# [Task]
Reproduce the data verbatim, beginning with the line that contains "query: the noun phrase to segment: square" and ending with the line that contains "77L114 60L166 65L188", both lines included.

========

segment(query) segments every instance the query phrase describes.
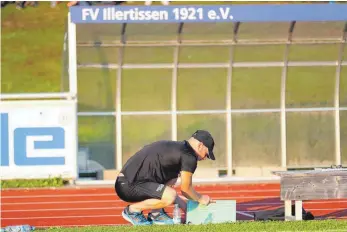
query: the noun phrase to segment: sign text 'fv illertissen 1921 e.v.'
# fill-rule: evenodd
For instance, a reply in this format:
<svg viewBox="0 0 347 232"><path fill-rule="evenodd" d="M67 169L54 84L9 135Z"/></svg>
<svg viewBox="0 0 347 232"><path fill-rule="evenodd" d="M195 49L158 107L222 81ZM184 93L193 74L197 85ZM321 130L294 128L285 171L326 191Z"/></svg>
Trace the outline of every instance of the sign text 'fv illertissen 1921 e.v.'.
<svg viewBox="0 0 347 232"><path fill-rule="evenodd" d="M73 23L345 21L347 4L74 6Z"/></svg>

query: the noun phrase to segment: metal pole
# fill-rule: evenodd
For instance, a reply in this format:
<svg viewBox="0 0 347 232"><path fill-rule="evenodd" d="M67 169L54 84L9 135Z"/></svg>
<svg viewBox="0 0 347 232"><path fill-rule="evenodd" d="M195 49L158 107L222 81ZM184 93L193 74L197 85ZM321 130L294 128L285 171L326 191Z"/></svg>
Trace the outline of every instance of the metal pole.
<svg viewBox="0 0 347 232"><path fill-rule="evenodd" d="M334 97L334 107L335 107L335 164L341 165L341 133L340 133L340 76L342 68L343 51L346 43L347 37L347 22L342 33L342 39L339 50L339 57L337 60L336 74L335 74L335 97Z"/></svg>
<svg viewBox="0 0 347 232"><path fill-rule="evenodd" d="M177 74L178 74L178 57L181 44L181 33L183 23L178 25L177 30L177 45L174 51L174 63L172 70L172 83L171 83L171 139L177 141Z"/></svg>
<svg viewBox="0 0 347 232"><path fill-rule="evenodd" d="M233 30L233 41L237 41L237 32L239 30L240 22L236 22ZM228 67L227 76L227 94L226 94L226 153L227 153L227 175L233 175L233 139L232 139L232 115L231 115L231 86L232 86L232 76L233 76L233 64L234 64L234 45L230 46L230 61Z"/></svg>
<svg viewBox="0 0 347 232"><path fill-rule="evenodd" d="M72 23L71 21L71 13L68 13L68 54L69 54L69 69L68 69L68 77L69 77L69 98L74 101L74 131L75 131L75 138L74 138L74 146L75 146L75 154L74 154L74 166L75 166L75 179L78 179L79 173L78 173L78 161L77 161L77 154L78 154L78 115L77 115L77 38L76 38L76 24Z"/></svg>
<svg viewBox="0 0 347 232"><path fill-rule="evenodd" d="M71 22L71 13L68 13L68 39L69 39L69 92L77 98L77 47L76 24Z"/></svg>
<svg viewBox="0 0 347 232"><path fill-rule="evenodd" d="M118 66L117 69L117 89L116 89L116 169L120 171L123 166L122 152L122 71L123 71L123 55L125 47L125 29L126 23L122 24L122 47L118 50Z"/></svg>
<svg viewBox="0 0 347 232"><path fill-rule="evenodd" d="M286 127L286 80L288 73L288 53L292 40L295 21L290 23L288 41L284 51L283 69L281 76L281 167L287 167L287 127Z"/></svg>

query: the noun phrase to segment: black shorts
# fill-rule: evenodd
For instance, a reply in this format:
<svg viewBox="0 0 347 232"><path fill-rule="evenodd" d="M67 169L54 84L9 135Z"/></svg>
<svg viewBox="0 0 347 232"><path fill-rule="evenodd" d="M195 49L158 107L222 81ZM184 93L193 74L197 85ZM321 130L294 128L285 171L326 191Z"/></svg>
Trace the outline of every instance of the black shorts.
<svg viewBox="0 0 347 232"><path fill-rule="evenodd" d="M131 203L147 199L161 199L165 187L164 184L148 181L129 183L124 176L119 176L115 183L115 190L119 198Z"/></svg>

========

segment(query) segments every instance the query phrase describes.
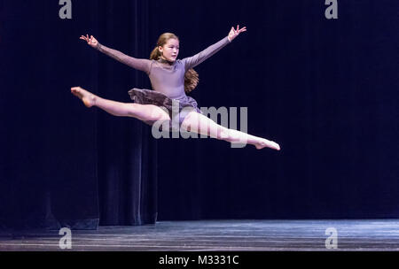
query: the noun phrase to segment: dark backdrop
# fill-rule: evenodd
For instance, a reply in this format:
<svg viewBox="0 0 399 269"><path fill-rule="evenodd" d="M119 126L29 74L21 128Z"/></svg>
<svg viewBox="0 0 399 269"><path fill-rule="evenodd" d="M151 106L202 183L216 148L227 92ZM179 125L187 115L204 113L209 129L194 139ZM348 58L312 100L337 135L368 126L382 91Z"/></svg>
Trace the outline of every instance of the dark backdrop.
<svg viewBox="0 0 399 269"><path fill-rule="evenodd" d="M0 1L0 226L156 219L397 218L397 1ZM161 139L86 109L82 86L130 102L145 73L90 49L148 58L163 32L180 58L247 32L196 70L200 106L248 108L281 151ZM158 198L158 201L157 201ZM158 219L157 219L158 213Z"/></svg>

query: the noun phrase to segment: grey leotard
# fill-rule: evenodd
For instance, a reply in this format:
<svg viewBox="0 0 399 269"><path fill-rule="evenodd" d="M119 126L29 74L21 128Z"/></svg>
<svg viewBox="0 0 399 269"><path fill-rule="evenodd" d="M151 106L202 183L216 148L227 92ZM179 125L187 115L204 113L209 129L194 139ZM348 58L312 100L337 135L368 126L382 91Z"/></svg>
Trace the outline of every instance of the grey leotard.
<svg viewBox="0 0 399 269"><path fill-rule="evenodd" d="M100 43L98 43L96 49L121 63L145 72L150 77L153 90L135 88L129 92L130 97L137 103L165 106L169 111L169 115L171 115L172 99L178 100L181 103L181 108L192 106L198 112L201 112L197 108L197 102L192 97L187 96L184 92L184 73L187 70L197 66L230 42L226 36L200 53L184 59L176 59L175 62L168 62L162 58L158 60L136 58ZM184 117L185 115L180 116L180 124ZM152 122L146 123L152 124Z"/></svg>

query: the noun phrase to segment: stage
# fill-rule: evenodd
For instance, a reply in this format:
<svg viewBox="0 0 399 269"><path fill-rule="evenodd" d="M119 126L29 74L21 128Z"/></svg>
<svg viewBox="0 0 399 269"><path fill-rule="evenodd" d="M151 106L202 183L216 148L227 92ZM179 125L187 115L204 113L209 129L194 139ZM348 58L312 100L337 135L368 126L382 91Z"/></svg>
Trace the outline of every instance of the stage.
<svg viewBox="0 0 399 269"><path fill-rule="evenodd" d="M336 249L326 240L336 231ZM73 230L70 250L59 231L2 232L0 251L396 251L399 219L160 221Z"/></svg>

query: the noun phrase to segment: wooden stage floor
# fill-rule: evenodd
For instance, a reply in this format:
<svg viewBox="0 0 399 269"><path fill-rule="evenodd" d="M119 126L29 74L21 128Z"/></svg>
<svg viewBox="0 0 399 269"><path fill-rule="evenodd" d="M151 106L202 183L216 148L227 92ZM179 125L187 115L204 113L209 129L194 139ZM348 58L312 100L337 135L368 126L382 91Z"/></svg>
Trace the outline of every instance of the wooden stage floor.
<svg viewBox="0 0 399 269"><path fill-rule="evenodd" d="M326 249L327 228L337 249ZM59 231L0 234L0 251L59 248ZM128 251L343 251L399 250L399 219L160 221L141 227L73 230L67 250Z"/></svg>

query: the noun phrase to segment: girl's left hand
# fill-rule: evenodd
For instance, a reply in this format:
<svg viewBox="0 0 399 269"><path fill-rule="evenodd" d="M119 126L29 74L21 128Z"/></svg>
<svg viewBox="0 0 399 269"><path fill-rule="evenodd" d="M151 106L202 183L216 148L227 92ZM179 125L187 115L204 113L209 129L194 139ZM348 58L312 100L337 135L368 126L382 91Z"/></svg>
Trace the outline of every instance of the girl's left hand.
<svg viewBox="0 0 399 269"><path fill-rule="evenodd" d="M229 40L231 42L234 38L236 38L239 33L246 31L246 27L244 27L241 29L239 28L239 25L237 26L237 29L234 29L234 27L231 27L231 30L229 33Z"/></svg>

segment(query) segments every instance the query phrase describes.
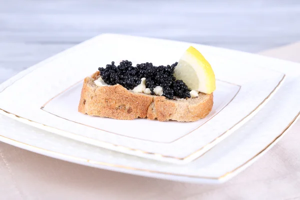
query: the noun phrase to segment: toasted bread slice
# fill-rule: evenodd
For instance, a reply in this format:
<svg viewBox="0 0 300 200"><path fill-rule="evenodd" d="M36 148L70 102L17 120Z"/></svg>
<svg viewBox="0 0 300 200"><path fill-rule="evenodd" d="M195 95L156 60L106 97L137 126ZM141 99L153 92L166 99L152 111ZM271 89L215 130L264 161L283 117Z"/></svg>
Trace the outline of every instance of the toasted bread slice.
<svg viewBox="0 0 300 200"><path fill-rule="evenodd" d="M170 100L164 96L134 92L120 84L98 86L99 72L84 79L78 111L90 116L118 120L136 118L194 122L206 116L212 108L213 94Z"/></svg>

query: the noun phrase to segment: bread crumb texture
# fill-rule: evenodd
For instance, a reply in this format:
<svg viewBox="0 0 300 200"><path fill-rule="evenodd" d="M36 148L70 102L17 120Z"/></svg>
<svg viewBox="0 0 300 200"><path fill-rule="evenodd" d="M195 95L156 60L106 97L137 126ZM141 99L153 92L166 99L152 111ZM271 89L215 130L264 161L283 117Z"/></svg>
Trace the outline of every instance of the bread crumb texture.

========

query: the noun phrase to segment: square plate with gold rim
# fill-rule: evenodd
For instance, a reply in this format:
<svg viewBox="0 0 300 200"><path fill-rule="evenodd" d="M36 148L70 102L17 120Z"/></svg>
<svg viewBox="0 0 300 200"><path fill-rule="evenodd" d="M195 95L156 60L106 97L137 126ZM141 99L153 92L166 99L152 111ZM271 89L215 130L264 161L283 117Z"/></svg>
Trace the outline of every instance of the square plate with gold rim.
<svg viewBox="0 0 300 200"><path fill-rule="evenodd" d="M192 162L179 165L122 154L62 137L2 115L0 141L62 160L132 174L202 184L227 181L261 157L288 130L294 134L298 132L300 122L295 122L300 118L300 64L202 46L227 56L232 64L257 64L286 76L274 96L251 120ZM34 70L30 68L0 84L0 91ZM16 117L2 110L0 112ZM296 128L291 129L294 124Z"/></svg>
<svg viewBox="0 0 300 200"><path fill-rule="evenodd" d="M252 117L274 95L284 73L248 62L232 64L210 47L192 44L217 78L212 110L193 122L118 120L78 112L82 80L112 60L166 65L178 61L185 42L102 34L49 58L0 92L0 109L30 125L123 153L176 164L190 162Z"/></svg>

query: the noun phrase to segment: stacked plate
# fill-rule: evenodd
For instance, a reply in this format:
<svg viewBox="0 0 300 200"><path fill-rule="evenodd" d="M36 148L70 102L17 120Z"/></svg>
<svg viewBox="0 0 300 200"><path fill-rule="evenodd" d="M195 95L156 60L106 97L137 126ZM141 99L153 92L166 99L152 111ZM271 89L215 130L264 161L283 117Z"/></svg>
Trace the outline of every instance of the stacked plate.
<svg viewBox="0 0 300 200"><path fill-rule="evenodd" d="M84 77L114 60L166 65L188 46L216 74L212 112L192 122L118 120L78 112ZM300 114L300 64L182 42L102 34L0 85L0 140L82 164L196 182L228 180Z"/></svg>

========

# [Written solution]
query: the noun phrase to segment: square plate with gold rim
# fill-rule: evenodd
For instance, a reply in this format:
<svg viewBox="0 0 300 200"><path fill-rule="evenodd" d="M36 148L70 102L17 120Z"/></svg>
<svg viewBox="0 0 300 200"><path fill-rule="evenodd" d="M195 95L156 60L106 97L137 126ZM141 99L153 92L166 99L152 111ZM271 89L215 130L264 161L283 117Z"/></svg>
Trace the outline of every instance of the square plate with gold rim.
<svg viewBox="0 0 300 200"><path fill-rule="evenodd" d="M192 162L179 165L122 154L62 137L2 115L0 141L62 160L132 174L202 184L227 181L261 157L288 130L294 134L298 132L300 122L295 122L300 118L300 64L202 46L227 56L232 64L257 64L286 76L274 96L251 120ZM34 70L30 68L0 84L0 91ZM16 117L2 110L0 112ZM296 128L291 129L294 124Z"/></svg>
<svg viewBox="0 0 300 200"><path fill-rule="evenodd" d="M252 117L274 95L284 73L248 62L232 64L210 47L192 44L217 78L212 110L193 122L118 120L78 112L82 80L112 60L166 65L178 61L185 42L102 34L49 58L0 92L0 109L30 125L123 153L176 164L190 162Z"/></svg>

query: the noun phrase to segment: stacked plate
# fill-rule: evenodd
For instance, a reply in this format:
<svg viewBox="0 0 300 200"><path fill-rule="evenodd" d="M36 148L70 102L17 120Z"/></svg>
<svg viewBox="0 0 300 200"><path fill-rule="evenodd" d="M195 95L156 60L106 97L137 126ZM141 99L153 92L166 99L152 111ZM271 89L215 130L264 161L283 117Z"/></svg>
Trace the outline of every instance of the stacked plate.
<svg viewBox="0 0 300 200"><path fill-rule="evenodd" d="M84 77L114 60L166 65L188 46L216 74L212 112L192 122L118 120L78 112ZM300 114L300 64L182 42L102 34L0 85L0 140L82 164L196 182L228 180Z"/></svg>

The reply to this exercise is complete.